(Point annotation dataset records)
--- start ---
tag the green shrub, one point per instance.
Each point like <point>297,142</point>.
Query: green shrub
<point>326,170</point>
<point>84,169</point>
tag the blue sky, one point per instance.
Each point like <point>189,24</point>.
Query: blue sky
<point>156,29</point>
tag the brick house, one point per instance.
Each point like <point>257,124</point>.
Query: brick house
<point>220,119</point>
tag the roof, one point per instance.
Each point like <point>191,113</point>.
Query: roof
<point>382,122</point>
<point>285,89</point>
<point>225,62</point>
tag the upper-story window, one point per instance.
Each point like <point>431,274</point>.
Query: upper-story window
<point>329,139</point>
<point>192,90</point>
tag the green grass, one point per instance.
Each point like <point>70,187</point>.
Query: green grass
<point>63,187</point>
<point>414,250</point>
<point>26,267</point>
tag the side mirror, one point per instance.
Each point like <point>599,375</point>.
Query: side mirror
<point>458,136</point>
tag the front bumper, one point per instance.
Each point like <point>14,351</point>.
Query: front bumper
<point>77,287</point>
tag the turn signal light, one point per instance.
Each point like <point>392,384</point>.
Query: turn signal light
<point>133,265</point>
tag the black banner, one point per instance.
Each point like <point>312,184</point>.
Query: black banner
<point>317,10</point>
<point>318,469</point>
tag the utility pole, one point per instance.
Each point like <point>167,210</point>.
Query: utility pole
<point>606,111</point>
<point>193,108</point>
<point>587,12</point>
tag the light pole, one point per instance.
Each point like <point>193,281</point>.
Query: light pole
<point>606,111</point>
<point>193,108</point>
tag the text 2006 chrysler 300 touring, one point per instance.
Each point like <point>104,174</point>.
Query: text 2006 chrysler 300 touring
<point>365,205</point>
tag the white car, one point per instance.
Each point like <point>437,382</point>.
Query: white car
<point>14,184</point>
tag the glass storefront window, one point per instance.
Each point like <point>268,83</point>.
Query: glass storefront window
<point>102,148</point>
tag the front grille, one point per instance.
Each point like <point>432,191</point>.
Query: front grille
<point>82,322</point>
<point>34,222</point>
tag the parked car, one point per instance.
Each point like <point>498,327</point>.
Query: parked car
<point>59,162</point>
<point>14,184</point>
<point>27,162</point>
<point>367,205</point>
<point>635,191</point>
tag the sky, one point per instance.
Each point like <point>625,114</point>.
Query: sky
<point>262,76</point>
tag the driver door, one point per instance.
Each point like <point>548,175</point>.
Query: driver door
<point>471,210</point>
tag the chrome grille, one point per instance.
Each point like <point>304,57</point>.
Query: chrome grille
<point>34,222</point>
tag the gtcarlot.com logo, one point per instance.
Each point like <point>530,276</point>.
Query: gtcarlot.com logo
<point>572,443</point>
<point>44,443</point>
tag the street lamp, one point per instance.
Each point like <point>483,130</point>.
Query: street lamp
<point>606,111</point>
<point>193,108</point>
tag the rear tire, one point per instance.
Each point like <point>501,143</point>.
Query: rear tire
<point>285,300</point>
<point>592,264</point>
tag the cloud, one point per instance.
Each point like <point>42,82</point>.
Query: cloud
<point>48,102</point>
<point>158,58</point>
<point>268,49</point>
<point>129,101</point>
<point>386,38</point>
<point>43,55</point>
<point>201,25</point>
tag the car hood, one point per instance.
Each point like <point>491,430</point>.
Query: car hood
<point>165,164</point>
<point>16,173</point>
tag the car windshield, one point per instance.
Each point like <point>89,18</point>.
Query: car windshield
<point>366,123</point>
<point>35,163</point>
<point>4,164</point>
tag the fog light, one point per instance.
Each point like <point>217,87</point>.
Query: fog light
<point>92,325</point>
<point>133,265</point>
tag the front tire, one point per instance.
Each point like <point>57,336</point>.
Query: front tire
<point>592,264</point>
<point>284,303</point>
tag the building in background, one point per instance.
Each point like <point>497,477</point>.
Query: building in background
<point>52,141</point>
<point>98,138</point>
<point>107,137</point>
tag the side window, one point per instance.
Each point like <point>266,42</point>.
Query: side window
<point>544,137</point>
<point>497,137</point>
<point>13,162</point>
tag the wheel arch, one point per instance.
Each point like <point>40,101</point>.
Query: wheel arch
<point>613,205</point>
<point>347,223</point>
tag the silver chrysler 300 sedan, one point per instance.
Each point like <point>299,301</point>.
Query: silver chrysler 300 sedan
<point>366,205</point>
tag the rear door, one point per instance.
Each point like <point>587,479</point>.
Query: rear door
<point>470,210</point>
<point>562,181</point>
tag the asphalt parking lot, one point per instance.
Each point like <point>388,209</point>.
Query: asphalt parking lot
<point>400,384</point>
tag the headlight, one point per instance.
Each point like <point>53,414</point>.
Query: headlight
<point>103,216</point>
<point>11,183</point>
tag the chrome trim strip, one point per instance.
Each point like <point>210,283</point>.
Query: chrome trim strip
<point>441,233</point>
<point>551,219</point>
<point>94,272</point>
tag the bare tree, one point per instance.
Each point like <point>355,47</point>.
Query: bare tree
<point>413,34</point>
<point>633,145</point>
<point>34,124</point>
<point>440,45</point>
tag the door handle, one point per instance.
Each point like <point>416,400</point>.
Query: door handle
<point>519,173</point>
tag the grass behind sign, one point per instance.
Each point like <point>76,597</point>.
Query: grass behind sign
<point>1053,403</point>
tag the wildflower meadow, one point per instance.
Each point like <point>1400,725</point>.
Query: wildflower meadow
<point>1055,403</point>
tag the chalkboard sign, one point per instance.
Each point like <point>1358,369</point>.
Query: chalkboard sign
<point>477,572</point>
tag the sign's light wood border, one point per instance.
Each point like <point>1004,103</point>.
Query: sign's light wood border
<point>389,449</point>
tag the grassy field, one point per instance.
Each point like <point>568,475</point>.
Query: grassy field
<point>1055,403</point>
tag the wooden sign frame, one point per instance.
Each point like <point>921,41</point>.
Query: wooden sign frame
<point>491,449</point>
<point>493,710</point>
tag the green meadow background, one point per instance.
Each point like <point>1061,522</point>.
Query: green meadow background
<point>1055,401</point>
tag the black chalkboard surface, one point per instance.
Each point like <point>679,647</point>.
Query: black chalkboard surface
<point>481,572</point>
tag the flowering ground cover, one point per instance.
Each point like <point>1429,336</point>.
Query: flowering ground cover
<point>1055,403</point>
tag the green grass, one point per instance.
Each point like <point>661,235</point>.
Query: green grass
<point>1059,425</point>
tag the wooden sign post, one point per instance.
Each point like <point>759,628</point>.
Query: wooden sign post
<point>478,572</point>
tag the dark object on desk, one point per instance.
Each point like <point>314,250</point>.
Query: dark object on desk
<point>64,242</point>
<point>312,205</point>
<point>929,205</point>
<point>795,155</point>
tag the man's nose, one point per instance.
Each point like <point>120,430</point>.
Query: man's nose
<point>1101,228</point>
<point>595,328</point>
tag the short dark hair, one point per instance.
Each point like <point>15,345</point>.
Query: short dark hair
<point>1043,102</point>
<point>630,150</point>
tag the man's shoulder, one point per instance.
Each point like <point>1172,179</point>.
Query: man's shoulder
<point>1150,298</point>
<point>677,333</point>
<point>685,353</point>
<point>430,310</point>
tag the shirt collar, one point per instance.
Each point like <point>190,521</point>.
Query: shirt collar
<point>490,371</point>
--- end ---
The exercise =
Reproduce every line from the start of the entries through the line that contains "<point>156,29</point>", requests included, shifting each coordinate in the answer points up by 66. Leave the requests and their sample points as they are.

Response to the exercise =
tag the green shrub, one point per instance.
Each point like <point>297,142</point>.
Query: green shrub
<point>392,236</point>
<point>150,235</point>
tag the blue sky, one point per instance.
Each point like <point>189,24</point>.
Query: blue sky
<point>222,95</point>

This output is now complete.